**What is expected:**
What lines in the entries below contain the word "trophy"? Copy all of them.

*** Supplied data Section Begins ***

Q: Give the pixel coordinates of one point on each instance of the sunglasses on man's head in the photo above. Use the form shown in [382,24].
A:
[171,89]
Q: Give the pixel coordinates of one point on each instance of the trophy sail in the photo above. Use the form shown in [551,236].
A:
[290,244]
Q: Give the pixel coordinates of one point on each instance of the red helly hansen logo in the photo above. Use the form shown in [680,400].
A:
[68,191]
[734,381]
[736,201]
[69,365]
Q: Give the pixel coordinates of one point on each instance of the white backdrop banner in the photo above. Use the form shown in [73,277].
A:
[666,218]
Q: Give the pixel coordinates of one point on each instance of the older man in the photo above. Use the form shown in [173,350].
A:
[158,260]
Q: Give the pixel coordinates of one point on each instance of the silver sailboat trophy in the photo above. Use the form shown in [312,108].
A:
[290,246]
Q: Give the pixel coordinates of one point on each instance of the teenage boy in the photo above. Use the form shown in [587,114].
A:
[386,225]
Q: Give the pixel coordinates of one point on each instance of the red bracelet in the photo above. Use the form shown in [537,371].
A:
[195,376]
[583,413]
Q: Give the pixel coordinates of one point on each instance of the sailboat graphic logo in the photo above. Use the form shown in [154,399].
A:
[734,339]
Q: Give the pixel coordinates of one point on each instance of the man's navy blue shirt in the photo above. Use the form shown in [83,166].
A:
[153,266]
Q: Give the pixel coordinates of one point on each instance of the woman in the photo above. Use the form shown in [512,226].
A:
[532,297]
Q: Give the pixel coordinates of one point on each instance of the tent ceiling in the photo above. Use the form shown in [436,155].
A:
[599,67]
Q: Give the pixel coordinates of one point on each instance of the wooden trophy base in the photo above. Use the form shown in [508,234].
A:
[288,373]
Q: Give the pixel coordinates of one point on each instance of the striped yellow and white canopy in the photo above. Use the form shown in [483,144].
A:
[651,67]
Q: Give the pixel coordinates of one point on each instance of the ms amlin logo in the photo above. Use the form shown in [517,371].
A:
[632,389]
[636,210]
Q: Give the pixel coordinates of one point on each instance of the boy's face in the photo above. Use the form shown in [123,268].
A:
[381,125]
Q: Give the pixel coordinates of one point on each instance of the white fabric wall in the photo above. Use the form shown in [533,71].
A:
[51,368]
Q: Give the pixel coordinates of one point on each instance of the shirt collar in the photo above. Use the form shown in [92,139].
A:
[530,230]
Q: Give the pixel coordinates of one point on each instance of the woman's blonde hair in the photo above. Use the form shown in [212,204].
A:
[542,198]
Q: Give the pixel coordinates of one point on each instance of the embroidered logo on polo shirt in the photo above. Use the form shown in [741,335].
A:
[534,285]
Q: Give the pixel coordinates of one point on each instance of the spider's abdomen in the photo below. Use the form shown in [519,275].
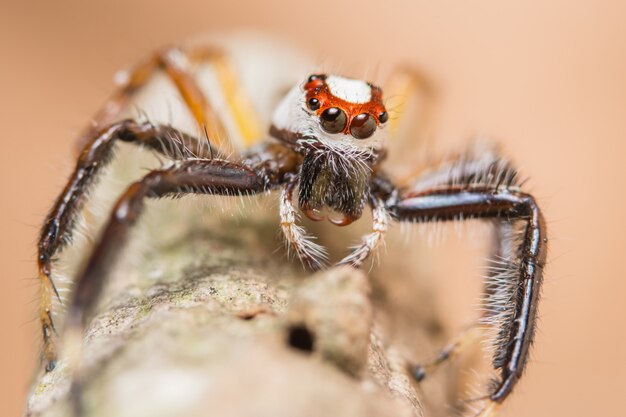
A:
[324,184]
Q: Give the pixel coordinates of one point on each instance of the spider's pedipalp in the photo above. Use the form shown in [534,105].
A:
[309,252]
[371,241]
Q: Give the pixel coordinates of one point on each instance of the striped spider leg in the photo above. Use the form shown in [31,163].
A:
[485,186]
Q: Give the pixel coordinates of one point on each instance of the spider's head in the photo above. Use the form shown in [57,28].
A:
[333,111]
[338,124]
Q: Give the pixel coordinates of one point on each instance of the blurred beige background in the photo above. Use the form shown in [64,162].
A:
[547,78]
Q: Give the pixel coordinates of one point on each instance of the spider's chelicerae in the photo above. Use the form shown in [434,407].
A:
[324,152]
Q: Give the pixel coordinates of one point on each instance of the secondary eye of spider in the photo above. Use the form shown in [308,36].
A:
[333,120]
[314,77]
[363,126]
[313,103]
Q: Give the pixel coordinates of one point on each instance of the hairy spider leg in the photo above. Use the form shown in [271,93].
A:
[59,224]
[240,106]
[454,202]
[178,64]
[174,63]
[213,177]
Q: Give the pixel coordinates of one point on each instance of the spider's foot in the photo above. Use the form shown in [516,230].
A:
[50,364]
[417,372]
[489,410]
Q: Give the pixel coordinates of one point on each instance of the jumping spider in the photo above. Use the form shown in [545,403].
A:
[325,153]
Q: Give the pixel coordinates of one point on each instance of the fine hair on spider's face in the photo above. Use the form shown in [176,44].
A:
[338,125]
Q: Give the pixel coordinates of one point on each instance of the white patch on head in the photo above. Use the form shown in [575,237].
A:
[293,115]
[353,91]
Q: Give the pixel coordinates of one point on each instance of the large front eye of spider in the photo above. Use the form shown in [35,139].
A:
[333,120]
[363,126]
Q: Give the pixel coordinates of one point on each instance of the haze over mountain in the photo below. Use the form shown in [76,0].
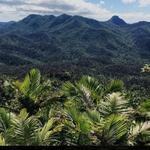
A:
[74,43]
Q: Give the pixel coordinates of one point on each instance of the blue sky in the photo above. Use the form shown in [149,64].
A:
[130,10]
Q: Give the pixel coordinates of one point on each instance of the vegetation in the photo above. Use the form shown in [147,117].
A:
[89,111]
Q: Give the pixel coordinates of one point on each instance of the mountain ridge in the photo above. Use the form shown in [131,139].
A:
[74,41]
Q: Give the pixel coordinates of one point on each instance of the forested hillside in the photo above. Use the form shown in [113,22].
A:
[74,43]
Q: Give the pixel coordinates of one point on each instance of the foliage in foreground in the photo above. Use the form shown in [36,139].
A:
[84,112]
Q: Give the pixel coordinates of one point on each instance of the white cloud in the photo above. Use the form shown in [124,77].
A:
[128,1]
[57,7]
[17,9]
[144,3]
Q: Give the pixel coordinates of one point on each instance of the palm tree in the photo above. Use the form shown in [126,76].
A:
[31,90]
[25,131]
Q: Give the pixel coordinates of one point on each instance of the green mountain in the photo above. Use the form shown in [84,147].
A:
[75,44]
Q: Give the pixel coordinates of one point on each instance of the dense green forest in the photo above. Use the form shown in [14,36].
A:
[38,110]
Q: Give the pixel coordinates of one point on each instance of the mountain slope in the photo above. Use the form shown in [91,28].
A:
[75,43]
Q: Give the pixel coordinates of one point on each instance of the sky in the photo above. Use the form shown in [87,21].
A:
[130,10]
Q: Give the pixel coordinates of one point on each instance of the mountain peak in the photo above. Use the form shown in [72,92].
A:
[117,21]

*** Supplied data Section Ends ***

**Reply to the exercise:**
Q: Give the pixel coordinates of one point on each instance of the trophy sail in the photo above. Use the form shown in [551,236].
Q: Give the pixel coordinates of one point on each instance of the silver sailboat trophy in the photo above. Use the form shown in [312,108].
Q: Give the pixel coordinates of one point on each instance of the wooden trophy base in the photo above. Use the form shown in [508,234].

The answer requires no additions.